I’m good when I’m in familiar territory and can almost always figure it out when I’m in an unfamiliar place…I don’t think it’s ignorance or stupidity, BTW. Just that some people have a better “internal” compass than others; which may be either enhanced, or become less accurate due to misuse, depending on where that person lives.
Now that I think of it, when I’m outside it’s easy. Put me inside - a big casino, a shopping mall - and I *completely *lose my internal sense of direction.
You’ll see exits for I440 North and I440 South. Which do you take?
You have to look at the map and you discover 440 doesn’t run true North or South. It’s sort of slanted in that general direction. Now, Try doing that with the map in your lap, driving 70mph.
It’s a PITA. I always try to makes notes for my trips. Which direction are my roads are going. So I know the right exit to use.
I was a bit harsh in my criticsm; I don’t mean to diss folks who really don’t have a good innate sense of direction…you can’t help that. I was referring to folks who are willfully ignorant of geography/navigation. Actually, I don’t know…I think I’m just lamenting the lost sense of importance given to geography, and am a bit frustrated by it.
I also agree with Aceplace57, the n/s highway/exit stuff is a PITA, because it doesn’t always square with the actual direction. I think they should just stick to hwy#/next major town or area format on exit signs.
I voted yes, always, but that’s slightly misleading. I make a practice of keeping track of the points of the compass, and if I happen to realize that I don’t know it in a given location, I try to immediately rectify that. But I have to find a known point first and it takes a moment or seventeen.
Of the Rhymer siblings, my baby sister and older brother both possess slightly freakish talent in that area. Baby Sister in particular seems to know the points of the compass either intuitively or can orient herself so quickly it seems instantaneous to everyone but her. Our elder brother isn’t as fast as she is, but he’s much faster than me.
Sure. West is toward the beach–4 hours away–east is away from the beach! I’m usually better at compass directions than left and right, which easily confuse me (I often have to look at my hands, figure out which one I write with, and go from there).
I get lost in really unfamiliar places, and I’m pretty much always lost in Sacramento, but otherwise it’s all about the compass points.
Oh yeah, I’m a lifelong California girl, if you need that data point.
I think mostly to put on airs (and to have a legal description of property). I grew up in a small town (less than 1,000 people). I knew that the streets had names, but there were no street signs until I was maybe 12 (so +/- 1970) or so (I knew there were names because my dad had a map of the city in his law office).
In hindsight, we were channeling Steve Martin (“the phone books are here! the phone books are here!”), but we spent a good chunk of the summer the signs were put up racing around town on our bikes, figuring out what streets our friends lived on and their house number (as people started putting numbers on their houses).
I think it’s now a federal law (or suggestion, at any rate) that all roads and houses have names and numbers (mostly for fire and ambulance, I believe), leading to country roads having stree signs of things like “303 St”.
This reminds me of an argument I once had with a beau. We had JUST moved in together…it was literally our first night together. We’d just arrived at the new place from a different state, long after dark. For some reason the subject of which way the front windows faced came up, and I went outside and proclaimed we faced east. He thought it faced west. What should have been a simple disgreement turned into a harbinger of our next year together, as he insisted, for various intellectual reasons, why we couldn’t possibly be facing east. I had nothing to back me up; I just knew it was east. Boy, was he pissy the next morning.
******************************
__Work to do__:
**a.** Please copy the part of the sense-of-direction thread that opens with the words containing "I voted yes, always, but" and closes with "go from there).", keeping every character as it appears.
**b.** Identify every line of the listing that contains the string "beard" and copy those lines. Case counts.
******************************
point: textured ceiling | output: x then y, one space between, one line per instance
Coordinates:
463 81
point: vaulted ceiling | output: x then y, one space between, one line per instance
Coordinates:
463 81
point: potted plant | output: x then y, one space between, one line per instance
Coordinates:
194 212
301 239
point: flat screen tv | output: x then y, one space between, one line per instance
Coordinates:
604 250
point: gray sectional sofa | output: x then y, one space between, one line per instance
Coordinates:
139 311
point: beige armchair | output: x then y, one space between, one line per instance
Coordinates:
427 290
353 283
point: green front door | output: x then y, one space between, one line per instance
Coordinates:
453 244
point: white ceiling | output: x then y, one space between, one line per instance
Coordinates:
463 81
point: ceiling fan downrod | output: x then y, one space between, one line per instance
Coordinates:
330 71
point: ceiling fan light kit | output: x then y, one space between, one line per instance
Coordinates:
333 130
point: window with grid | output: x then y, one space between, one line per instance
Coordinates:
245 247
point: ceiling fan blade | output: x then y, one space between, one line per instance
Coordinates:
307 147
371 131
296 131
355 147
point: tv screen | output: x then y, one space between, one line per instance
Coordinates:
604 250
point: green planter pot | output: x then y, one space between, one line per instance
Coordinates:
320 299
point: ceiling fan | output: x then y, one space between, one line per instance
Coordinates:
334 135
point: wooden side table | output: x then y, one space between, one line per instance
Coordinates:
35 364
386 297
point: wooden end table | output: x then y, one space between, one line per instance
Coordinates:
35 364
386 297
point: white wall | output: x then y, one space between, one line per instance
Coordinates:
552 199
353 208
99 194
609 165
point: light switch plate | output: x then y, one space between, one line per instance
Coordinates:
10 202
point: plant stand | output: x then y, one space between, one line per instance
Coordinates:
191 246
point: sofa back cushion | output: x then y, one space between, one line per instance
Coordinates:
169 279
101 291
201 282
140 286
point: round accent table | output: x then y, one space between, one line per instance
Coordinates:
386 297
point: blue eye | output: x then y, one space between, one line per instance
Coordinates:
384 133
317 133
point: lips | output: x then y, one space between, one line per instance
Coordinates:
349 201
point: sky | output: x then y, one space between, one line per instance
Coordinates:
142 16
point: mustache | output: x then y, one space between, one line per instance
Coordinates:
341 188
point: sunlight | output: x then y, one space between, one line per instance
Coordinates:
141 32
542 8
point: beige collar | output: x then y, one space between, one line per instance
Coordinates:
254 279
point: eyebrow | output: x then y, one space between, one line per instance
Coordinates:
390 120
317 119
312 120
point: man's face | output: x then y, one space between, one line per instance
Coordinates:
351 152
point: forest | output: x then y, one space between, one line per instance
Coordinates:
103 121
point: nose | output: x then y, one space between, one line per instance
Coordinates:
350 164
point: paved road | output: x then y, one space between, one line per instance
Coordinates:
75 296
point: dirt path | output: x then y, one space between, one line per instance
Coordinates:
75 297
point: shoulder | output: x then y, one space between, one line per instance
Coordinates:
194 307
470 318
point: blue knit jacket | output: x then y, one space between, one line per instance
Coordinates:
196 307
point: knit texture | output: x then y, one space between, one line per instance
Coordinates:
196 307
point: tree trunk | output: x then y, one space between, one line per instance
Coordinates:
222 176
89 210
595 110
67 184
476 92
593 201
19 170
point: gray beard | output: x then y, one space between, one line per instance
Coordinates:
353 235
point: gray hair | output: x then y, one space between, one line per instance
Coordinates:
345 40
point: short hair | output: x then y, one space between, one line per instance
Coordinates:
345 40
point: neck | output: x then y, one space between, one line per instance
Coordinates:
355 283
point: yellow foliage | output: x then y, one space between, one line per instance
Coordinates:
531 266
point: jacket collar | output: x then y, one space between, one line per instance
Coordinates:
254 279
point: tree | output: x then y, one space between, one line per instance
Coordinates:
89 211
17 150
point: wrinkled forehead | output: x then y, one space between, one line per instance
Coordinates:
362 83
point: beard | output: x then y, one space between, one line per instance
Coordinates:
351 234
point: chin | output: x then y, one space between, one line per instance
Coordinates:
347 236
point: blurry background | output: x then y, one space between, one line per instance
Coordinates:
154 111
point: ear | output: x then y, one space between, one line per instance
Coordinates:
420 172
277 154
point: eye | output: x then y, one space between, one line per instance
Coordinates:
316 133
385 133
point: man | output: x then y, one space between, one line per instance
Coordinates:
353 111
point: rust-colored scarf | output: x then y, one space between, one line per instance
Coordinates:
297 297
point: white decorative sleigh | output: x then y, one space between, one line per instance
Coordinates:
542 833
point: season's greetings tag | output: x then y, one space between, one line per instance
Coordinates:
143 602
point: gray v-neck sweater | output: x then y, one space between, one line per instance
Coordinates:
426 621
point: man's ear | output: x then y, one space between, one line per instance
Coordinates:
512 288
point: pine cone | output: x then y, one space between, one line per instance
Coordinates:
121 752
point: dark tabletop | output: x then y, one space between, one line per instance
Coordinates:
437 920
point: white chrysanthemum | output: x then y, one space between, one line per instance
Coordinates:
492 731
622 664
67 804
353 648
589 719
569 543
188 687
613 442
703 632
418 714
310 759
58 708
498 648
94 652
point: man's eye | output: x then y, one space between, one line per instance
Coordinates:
******************************
__Answer list__:
**a.**
I voted yes, always, but that’s slightly misleading. I make a practice of keeping track of the points of the compass, and if I happen to realize that I don’t know it in a given location, I try to immediately rectify that. But I have to find a known point first and it takes a moment or seventeen.
Of the Rhymer siblings, my baby sister and older brother both possess slightly freakish talent in that area. Baby Sister in particular seems to know the points of the compass either intuitively or can orient herself so quickly it seems instantaneous to everyone but her. Our elder brother isn’t as fast as she is, but he’s much faster than me.
Sure. West is toward the beach–4 hours away–east is away from the beach! I’m usually better at compass directions than left and right, which easily confuse me (I often have to look at my hands, figure out which one I write with, and go from there).

**b.**
point: gray beard | output: x then y, one space between, one line per instance
point: beard | output: x then y, one space between, one line per instance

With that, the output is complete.